■ Task instructions
Reproduce the lines below verbatim, starting with the line that contains "in [416, 404]." and ending with the final line. Include both the starting line and the final line.

■ Information supplied

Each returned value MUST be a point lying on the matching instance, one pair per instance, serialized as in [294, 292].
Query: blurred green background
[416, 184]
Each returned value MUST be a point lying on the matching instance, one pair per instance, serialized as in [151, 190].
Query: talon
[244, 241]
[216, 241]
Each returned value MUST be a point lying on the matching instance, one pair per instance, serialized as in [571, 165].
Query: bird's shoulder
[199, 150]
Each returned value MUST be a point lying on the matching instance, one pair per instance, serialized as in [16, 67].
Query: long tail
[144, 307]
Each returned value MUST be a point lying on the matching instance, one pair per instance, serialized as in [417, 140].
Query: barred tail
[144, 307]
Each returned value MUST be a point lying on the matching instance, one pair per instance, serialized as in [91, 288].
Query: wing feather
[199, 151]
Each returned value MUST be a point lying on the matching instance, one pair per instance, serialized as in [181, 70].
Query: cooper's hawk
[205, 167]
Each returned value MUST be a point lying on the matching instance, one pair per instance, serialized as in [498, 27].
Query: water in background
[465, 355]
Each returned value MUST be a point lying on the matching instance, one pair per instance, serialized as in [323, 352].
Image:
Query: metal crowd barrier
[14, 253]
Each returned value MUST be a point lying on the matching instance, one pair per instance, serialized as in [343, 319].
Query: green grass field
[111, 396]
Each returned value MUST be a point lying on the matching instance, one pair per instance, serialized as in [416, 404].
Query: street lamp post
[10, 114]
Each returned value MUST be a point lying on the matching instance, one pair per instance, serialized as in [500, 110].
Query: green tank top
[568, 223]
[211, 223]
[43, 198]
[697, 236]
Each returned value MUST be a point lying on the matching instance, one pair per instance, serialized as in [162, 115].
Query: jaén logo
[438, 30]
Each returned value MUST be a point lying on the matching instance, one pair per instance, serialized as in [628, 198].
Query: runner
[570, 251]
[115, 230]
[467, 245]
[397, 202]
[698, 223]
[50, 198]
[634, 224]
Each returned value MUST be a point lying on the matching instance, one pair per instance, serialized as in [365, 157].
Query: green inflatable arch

■ Written solution
Each returned value MUST be a point lying on the matching instance, one pair per instance, serialized as in [416, 404].
Query: street lamp post
[10, 114]
Each returned value MUST be a point lying on the matching instance, one pair per instance, serialized as in [500, 110].
Query: green tank top
[568, 223]
[211, 223]
[43, 198]
[697, 236]
Each returned value MUST be a point lying on the matching instance, one pair per instance, serialized as in [162, 115].
Query: jaén logo
[438, 30]
Each returned value MUST be a point lying on the matching instance, one pair per instance, serialized as in [628, 198].
Query: runner
[570, 251]
[115, 230]
[467, 245]
[397, 202]
[698, 223]
[50, 198]
[634, 224]
Each returned value MUST be a point lying on the matching instance, one pair per instance, serialized as in [365, 157].
Query: green inflatable arch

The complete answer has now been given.